» **Instruções de trabalho**
A - Como você resumiria em duas frases o texto sobre a fome na Amazônia?
B - Edite as linhas de dados do exercício, não o texto, trocando "brown spot on husk" por "dark spot on husk" e mantendo todo o resto igual. Deixe as imagens fora da resposta.

» **Texto de origem**
Enquanto houver famintos na Amazônia, a sua preservação não estará garantida
Por José Graziano da Silva e Thiago Lima no Le Monde Diplomatique Brasil | 15/08/2023
A Cúpula da Amazônia termina com resultados modestos e potencialmente relevantes em termos de combate à fome. A Amazônia brasileira, vale dizer, é atualmente a região do país que tem os maiores níveis de insegurança alimentar, superando o Nordeste. A Declaração Presidencial ao final do encontro não produz obrigações vinculantes. Contudo, cria um amplo mandato político que poderá ser mobilizado por atores nacionais e subnacionais, estatais e não-estatais, e, principalmente, pela revitalizada Organização do Tratado de Cooperação Amazônica (OTCA).
Se terão sucesso, o tempo dirá. De qualquer modo, para avaliar o que temos em mãos, um pouco de contexto se faz necessário. Primeiro, porque a tarefa de organizar uma profícua cooperação regional entre os oito membros da OTCA é extremamente dura e vai depender muito dos países que ensaiaram uma liderança no processo até agora: Brasil e Colômbia. Segundo, porque o tratamento regional da insegurança alimentar e nutricional, na Amazônia, é ainda insipiente: nem mesmo dispomos de dados atualizados para todos os países. Terceiro, porque a tentativa de impulsionar um regionalismo amazônico ocorre, imediatamente, como uma estratégia para as negociações climáticas globais, isto é, formar uma coalizão de países amazônicos para fazer frente à pressão internacional por preservação da Amazônia. E quarto, mas não menos importante: encontrar atividades econômicas efetivamente sustentáveis para afastar a ideia de uma Amazônia intocável. Nesse ponto o combate à fome pode oferecer um leque de alternativas promissoras.

» **Dados do exercício**

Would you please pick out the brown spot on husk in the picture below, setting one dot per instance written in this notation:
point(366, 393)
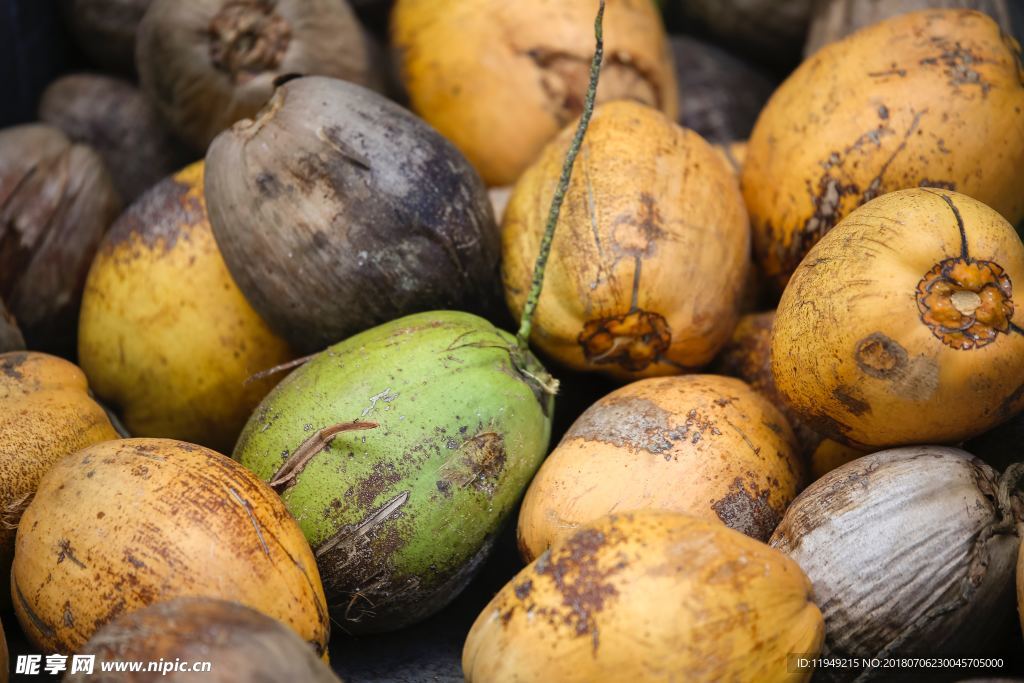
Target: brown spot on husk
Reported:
point(633, 341)
point(628, 422)
point(881, 356)
point(159, 218)
point(247, 37)
point(748, 510)
point(584, 585)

» **Respostas completas**
A - A Cúpula da Amazônia terminou com resultados modestos e potencialmente relevantes para o combate à fome, numa região que hoje tem os maiores níveis de insegurança alimentar do Brasil, acima do Nordeste. Sua Declaração Presidencial não cria obrigações vinculantes, mas gera um amplo mandato político que pode ser mobilizado sobretudo pela revitalizada OTCA, cuja cooperação entre os oito membros é extremamente dura, enquanto o combate à fome pode oferecer alternativas econômicas sustentáveis.

B -
Would you please pick out the dark spot on husk in the picture below, setting one dot per instance written in this notation:
point(366, 393)
Target: dark spot on husk
Reported:
point(633, 341)
point(628, 422)
point(881, 356)
point(159, 218)
point(247, 37)
point(748, 510)
point(584, 585)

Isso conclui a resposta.